> PROBLEM REQUIREMENTS: Nothing but a number belongs in the answer: the count of lines below that contain the word "elephant".

> SUPPLIED RECORDS:

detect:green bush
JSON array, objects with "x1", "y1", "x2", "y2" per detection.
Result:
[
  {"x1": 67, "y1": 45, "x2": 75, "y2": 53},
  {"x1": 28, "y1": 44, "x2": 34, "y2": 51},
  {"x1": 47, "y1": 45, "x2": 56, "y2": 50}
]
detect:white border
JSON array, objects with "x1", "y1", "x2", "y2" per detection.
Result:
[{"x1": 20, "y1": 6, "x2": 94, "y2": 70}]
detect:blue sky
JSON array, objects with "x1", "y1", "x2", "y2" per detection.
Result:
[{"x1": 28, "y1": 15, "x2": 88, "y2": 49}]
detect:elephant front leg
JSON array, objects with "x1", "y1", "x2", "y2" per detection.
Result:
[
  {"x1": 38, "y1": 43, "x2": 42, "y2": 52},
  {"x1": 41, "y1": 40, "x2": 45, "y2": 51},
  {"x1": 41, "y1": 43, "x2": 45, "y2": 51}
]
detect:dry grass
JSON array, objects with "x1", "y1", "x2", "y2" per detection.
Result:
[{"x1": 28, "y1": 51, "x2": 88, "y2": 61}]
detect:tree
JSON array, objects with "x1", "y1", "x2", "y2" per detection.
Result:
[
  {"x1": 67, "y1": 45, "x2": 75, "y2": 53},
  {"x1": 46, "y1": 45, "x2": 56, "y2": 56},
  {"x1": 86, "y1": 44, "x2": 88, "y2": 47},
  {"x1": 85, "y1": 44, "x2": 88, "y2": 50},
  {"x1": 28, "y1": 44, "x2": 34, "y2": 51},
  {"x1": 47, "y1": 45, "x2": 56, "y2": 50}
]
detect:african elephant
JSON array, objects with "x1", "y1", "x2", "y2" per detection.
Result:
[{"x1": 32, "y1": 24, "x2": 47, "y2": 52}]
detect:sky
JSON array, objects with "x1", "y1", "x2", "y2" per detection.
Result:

> SOLUTION BELOW: 2